── Source data ──
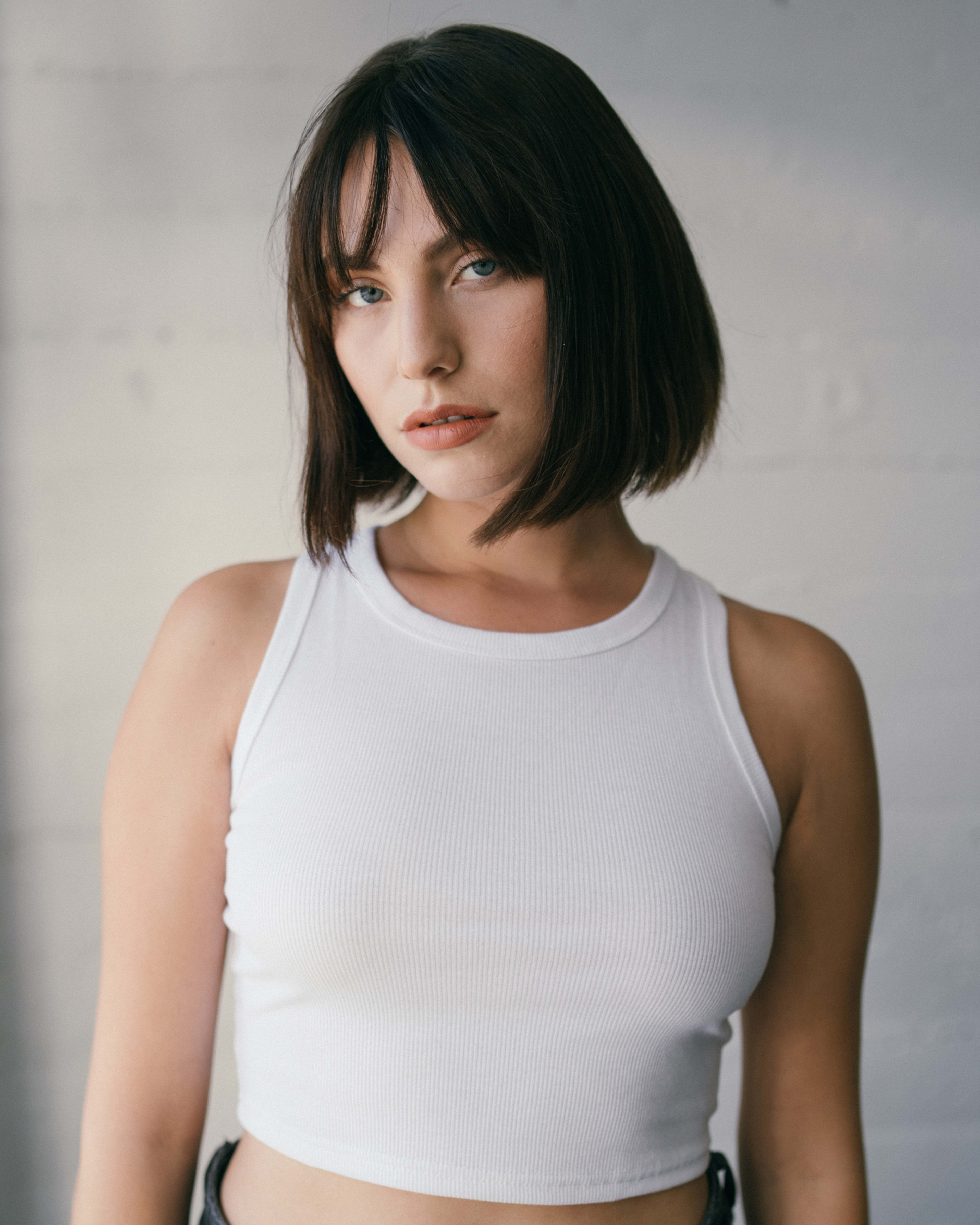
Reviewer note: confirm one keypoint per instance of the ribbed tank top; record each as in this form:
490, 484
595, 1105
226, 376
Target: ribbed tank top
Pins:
494, 896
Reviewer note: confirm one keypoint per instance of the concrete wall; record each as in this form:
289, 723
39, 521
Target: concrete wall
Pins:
824, 158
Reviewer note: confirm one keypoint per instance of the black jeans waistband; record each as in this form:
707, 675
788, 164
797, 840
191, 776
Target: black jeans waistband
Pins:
721, 1189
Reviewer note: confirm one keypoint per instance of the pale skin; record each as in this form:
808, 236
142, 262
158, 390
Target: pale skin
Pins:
433, 324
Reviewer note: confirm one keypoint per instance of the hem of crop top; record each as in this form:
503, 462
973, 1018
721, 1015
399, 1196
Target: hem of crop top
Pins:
460, 1183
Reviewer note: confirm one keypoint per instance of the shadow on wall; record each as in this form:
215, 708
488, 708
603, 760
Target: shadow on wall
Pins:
18, 1175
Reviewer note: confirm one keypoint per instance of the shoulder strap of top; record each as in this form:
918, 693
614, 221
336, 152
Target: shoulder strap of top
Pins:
715, 620
282, 646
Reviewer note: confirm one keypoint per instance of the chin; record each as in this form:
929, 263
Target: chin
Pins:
466, 484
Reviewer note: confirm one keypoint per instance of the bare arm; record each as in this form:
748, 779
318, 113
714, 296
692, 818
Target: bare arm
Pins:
800, 1146
165, 820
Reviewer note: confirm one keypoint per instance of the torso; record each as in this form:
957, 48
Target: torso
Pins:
263, 1185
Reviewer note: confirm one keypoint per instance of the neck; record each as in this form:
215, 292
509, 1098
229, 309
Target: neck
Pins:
437, 537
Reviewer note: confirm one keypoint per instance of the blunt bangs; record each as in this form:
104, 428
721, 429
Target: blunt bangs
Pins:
522, 157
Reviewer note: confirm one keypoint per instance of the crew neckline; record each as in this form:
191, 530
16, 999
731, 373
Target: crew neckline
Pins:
589, 640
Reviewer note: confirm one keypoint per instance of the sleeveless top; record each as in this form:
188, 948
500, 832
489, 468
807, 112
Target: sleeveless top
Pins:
494, 896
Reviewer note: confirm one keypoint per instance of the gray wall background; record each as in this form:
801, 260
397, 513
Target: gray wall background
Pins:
824, 157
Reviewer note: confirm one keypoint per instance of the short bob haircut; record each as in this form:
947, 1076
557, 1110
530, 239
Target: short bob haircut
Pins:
522, 158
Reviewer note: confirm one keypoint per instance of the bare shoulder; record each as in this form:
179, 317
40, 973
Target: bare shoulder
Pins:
800, 694
214, 639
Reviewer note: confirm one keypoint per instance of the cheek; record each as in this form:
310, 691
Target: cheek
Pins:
520, 341
359, 361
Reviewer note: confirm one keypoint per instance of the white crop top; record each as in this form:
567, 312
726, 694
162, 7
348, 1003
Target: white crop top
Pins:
494, 896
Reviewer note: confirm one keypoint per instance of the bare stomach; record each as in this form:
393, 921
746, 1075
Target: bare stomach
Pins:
265, 1187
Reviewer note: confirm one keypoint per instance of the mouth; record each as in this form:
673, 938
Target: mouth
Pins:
446, 426
444, 415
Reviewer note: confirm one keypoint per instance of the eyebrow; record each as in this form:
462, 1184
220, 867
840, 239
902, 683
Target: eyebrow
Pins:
434, 252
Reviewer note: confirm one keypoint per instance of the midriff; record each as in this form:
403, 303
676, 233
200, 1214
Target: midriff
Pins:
265, 1187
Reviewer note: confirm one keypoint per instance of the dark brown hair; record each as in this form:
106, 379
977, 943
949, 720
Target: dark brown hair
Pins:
522, 157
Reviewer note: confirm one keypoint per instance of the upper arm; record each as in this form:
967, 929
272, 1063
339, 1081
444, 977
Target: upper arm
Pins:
165, 818
800, 1123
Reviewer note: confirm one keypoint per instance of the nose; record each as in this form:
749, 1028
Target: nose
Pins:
428, 346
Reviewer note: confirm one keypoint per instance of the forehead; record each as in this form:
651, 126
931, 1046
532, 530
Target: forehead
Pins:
410, 218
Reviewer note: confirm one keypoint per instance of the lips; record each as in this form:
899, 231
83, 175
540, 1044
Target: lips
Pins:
446, 426
426, 418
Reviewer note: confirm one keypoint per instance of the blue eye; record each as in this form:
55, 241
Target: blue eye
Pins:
365, 296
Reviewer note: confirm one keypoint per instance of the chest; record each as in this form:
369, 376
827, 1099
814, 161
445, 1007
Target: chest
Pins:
489, 837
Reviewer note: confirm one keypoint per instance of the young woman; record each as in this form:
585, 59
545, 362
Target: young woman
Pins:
506, 810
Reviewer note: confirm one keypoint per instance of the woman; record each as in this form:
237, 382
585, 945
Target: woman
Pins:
521, 811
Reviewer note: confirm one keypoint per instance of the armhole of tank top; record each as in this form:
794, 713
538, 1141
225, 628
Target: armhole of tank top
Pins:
715, 623
282, 646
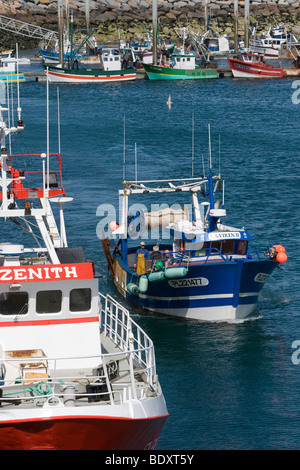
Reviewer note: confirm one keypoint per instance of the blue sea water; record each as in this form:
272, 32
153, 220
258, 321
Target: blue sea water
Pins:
227, 385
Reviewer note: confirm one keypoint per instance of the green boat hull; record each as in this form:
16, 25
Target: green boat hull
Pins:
155, 72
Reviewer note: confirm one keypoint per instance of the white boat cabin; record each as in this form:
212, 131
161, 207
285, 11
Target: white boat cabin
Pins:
184, 61
111, 61
250, 58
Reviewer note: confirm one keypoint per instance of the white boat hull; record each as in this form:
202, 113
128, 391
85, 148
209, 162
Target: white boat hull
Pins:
60, 77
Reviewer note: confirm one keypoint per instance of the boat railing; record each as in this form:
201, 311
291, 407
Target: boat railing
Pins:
183, 257
35, 175
258, 251
117, 324
60, 387
128, 373
205, 255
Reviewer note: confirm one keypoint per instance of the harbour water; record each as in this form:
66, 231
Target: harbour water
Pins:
227, 385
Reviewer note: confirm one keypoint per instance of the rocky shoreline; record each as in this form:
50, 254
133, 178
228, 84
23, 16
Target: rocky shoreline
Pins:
107, 16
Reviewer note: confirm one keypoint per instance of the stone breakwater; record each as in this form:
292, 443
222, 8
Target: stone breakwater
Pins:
109, 15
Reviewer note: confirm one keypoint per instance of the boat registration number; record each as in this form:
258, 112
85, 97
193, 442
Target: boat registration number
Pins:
192, 282
261, 277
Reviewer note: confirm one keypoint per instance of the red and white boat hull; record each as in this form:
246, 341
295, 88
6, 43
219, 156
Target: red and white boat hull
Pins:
64, 77
125, 427
241, 69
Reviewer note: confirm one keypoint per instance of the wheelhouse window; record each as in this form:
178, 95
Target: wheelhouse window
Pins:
216, 246
242, 247
228, 247
48, 301
13, 303
80, 300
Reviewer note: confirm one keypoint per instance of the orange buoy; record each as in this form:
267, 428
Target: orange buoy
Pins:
279, 248
113, 226
281, 257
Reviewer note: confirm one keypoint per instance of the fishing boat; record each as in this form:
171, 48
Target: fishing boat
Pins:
181, 66
206, 270
10, 56
111, 71
271, 44
76, 371
9, 70
253, 65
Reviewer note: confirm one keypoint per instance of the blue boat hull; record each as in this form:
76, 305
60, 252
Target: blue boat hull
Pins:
216, 291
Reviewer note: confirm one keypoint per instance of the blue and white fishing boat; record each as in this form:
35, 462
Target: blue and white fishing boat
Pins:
207, 270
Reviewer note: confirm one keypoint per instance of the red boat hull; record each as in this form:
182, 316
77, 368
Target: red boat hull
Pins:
85, 433
242, 69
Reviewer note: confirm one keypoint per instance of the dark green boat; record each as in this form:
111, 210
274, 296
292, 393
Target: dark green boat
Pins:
181, 67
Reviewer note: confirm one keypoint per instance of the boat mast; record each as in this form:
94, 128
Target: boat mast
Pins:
154, 30
60, 32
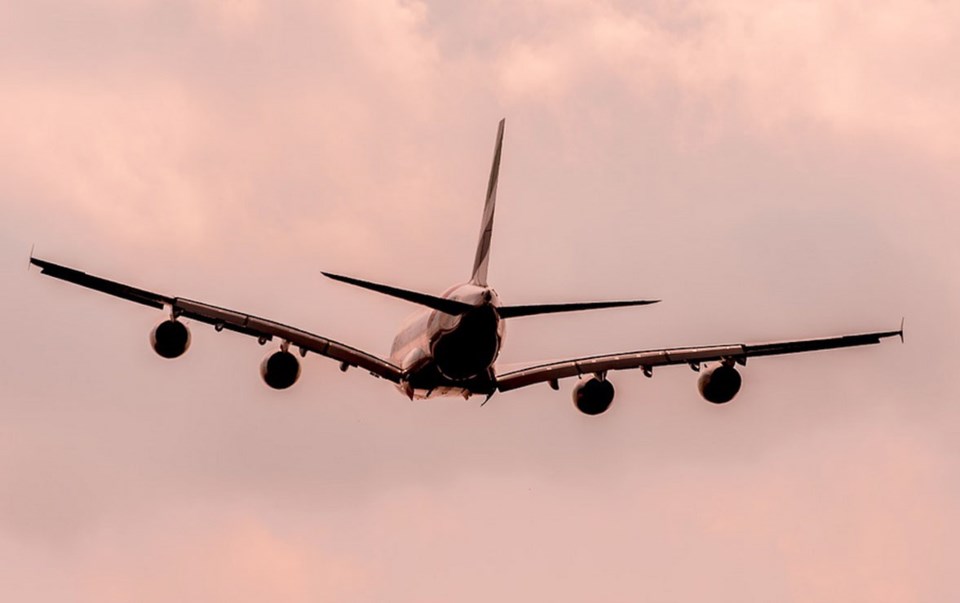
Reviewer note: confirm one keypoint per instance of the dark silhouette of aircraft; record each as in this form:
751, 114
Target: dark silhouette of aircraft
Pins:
───
Problem details:
Copy every line from the records above that contains the string "stomach".

Response area:
Reviewer note: confirm one keypoint per instance of the bare stomach; record each as in this form:
Target: bare stomach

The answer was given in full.